● What is required
All entries that follow are to be printed exactly as written.

● Exercise inputs
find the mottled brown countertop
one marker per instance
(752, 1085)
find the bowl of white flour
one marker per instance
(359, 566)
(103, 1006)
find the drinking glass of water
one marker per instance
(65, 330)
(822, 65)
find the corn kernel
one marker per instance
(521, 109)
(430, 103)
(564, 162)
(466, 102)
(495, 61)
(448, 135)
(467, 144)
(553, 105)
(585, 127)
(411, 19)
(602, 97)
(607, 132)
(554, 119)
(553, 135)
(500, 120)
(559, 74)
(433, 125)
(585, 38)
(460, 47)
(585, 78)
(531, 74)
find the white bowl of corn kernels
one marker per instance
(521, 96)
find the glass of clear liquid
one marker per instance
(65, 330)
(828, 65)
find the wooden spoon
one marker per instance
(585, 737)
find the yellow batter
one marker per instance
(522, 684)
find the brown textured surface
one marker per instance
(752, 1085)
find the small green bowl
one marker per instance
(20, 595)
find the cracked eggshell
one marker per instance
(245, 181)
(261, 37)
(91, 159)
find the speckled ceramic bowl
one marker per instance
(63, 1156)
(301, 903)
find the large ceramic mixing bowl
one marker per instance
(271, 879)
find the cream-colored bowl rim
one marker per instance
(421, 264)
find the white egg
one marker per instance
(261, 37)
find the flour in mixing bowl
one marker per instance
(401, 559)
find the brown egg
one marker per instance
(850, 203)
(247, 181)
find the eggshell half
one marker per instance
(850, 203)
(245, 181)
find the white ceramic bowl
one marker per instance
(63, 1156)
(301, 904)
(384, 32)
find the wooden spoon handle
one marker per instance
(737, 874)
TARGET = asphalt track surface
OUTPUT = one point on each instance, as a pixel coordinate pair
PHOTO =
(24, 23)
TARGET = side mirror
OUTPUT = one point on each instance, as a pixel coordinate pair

● Result of the task
find the mottled brown countertop
one marker per instance
(752, 1085)
find the bowl of white flour
one marker per instance
(359, 566)
(103, 1006)
find the drinking glass of water
one marker per instance
(65, 330)
(822, 65)
find the corn kernel
one marker per instance
(521, 109)
(430, 103)
(564, 162)
(466, 102)
(495, 61)
(448, 135)
(467, 144)
(553, 105)
(585, 127)
(411, 19)
(602, 97)
(607, 132)
(554, 119)
(553, 135)
(500, 120)
(559, 74)
(433, 125)
(585, 38)
(460, 47)
(585, 78)
(531, 74)
find the white bowl of corn kernels
one marker per instance
(521, 96)
find the glass of clear liquid
one marker per instance
(65, 330)
(828, 65)
find the wooden spoon
one marker per instance
(585, 737)
find the yellow batter
one marker per instance
(522, 684)
find the brown textured surface
one marker per instance
(752, 1085)
find the small green bowl
one marker per instance
(20, 595)
find the cracked eggshell
one marker per instance
(245, 181)
(261, 37)
(91, 159)
find the speckled ceramic bowl
one marker per instance
(63, 1156)
(301, 903)
find the large ceramic mixing bowl
one marker per instance
(271, 879)
find the cream-colored bowl rim
one marker per instance
(421, 264)
find the white egg
one marker per instance
(261, 37)
find the flour in mixing bowl
one marker per instance
(401, 559)
find the brown egg
one marker per instance
(850, 203)
(247, 181)
find the eggshell half
one marker per instance
(850, 203)
(245, 181)
find the white ceramic bowl
one marker per instance
(63, 1156)
(301, 904)
(384, 32)
find the wooden spoon handle
one marker per instance
(737, 874)
TARGET = asphalt track surface
OUTPUT = one point on each instance, as a pixel coordinate pair
PHOTO =
(24, 23)
TARGET = side mirror
OUTPUT = one point on each instance, as a pixel coordinate pair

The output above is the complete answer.